== Requirement 1 ==
Find every line in the records that contains the word "safety" and copy each of those lines. Case counts.

== Text excerpt ==
_____

Ecosyste.ms: Awesome

An open API service indexing awesome lists of open source software.

Awesome Lists | Featured Topics | Projects

https://github.com/daurnimator/lpeg_patterns

A collection of LPEG patterns
https://github.com/daurnimator/lpeg_patterns

lpeg lua parser uri uri-parser url

Last synced: 3 months ago
JSON representation

A collection of LPEG patterns

Awesome Lists containing this project

README

        

A collection of [LPEG](http://www.inf.puc-rio.br/~roberto/lpeg/lpeg.html) patterns

## Use cases

- Strict validation of user input
- Searching free-form input

## Modules

### `core`

A small module implementing commonly used rules from [RFC-5234 appendix B.1](https://tools.ietf.org/html/rfc5234#appendix-B.1)

- `ALPHA` (pattern)
- `BIT` (pattern)
- `CHAR` (pattern)
- `CR` (pattern)
- `CRLF` (pattern)
- `CTL` (pattern)
- `DIGIT` (pattern)
- `DQUOTE` (pattern)
- `HEXDIG` (pattern)
- `HTAB` (pattern)
- `LF` (pattern)
- `LWSP` (pattern)
- `OCTET` (pattern)
- `SP` (pattern)
- `VCHAR` (pattern)
- `WSP` (pattern)

_____

== Materials provided ==
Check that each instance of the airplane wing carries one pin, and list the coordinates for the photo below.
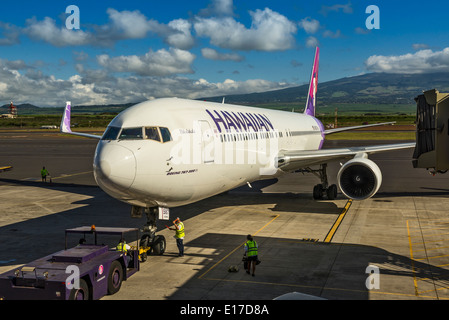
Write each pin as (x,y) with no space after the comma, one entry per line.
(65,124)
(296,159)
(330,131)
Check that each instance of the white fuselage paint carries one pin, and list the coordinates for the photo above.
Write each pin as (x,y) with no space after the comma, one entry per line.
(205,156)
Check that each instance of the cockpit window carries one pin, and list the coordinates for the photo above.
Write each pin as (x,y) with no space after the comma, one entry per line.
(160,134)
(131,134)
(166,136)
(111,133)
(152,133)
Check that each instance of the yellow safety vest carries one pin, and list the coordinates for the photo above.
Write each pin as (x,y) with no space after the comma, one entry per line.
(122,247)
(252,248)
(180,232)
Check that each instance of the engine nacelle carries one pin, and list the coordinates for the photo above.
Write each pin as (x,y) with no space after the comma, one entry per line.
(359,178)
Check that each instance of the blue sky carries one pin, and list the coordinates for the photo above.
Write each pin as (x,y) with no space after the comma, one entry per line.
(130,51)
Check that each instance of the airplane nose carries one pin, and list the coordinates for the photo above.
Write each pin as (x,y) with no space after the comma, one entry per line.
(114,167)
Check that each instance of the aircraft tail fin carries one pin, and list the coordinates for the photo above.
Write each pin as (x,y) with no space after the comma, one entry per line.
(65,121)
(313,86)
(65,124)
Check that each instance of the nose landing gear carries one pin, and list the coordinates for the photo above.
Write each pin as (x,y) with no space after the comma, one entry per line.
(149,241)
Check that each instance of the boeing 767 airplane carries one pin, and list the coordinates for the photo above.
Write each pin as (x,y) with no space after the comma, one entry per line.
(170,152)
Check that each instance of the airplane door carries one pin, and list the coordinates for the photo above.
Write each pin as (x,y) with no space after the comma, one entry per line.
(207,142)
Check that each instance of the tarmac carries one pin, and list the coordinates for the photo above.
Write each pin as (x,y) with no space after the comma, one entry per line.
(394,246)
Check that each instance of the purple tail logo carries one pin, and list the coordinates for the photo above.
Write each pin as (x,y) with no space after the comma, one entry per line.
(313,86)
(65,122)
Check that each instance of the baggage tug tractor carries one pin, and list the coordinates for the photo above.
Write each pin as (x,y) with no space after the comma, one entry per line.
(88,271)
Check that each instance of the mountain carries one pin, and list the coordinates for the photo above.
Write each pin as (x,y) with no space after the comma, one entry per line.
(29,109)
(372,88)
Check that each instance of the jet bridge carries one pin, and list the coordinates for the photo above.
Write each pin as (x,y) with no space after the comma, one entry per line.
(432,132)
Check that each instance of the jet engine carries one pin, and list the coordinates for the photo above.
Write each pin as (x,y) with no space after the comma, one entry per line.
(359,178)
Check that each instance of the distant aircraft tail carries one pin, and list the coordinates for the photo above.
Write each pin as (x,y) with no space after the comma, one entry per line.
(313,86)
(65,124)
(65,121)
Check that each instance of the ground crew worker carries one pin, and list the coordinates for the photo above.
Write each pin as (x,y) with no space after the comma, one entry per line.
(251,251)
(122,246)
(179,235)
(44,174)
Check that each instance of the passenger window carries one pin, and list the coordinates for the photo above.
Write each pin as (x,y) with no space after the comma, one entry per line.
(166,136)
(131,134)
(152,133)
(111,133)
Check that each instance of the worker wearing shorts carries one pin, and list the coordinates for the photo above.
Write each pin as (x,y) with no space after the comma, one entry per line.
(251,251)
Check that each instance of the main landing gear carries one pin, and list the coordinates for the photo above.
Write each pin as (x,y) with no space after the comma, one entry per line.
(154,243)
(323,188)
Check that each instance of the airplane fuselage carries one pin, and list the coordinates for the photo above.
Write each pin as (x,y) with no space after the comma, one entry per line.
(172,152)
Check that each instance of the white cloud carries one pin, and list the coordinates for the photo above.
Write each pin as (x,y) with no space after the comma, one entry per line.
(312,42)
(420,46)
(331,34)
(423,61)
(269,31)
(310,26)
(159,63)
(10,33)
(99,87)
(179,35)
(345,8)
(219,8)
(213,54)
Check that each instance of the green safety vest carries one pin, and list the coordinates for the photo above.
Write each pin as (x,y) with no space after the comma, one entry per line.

_____

== Requirement 2 ==
According to the LPEG patterns page, which document's rules does the `core` module implement?

== Exercise response 1 ==
Check that each instance of the yellow safety vest carries one pin, and list the coordinates for the photo above.
Check that each instance of the green safety vest carries one pin, and list the coordinates for the photo above.

== Exercise response 2 ==
RFC-5234 appendix B.1.